**Tasks to perform**
(1) Revise the stretch from "Many audience members, however, weren’t" through "Global Physics Summit." in the passage on Microsoft's topological qubit, putting "attendees" in place of "audience members".
(2) Carry on the account of physicists doubting Microsoft's topological qubit, picking up right after its last sentence.

**Text passage**
╔══
Dear Commons Community,

Physicists are casting doubt on claims by Microsoft of its “topological” qubit (photo above), a robust quantum analog of the 0-or-1 bit used in conventional computers.  As reported by Science.

On 18 March in an Anaheim, California, conference hall, Microsoft physicist Chetan Nayak faced a formidable challenge: convincing a standing-room audience of other scientists that his company had shaken the landscape of quantum computing. Nayak tried to make the case that his team had created the world’s first “topological” qubit, a robust quantum analog of the 0-or-1 bit used in conventional computers. Doing so would require not only conjuring the Majorana quasiparticle—a long-sought mode of electron behavior— but also controlling multiple Majoranas to encode quantum information.

Many audience members, however, weren’t sold. “I don’t think the data are convincing,” says Jelena Klinovaja, a physicist at the University of Basel who attended Nayak’s talk at the American Physical Society’s (APS’s) Global Physics Summit.
╚══
**Study material**
╔══
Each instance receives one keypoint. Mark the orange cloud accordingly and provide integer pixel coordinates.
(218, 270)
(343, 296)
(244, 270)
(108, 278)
╚══
**Responses by task**
(1)
Many attendees, however, weren’t sold. “I don’t think the data are convincing,” says Jelena Klinovaja, a physicist at the University of Basel who attended Nayak’s talk at the American Physical Society’s (APS’s) Global Physics Summit.

(2)
The claims received a similarly frosty reception at a talk the day before at the same meeting, when University of St. Andrews physicist Henry Legg—the author of two preprints challenging Microsoft’s work— declared that “any company claiming to have a topological qubit in 2025 is essentially selling a fairy tale.”

For his part, Nayak remains confident that his team has tamed the Majoranas. “We’ve only revealed a tiny fraction of what we’ve done,” he tells Science. “It’s going to look more and more convincing that this is going to be the basis of a technology.”

The furor began last month, when Microsoft proclaimed via a press release and a paper in Nature that it had achieved a breakthrough: a chip hosting eight Majorana-based topological qubits, which it says could yield utility-scale quantum computers in a matter of years. Quantum computing stocks soon rose, and Senator Ted Cruz (R–TX) touted the news on the Senate floor. In a social media post, Microsoft CEO Satya Nadella suggested the chip “could be quantum’s transistor moment.”

Microsoft’s paper, however, didn’t detail the chip or provide proof of Majoranas, focusing instead on a method for measuring certain quantum properties of a future device. Outraged by what they deemed to be hype, many physicists responded by posting fiery comments, barbed memes, and livestreamed takedowns online.

“I’ve never seen anything like this in my time in physics,” says Jason Alicea, a physicist at the California Institute of Technology. “The burden is on [Microsoft] to really show that what they have is the real deal.”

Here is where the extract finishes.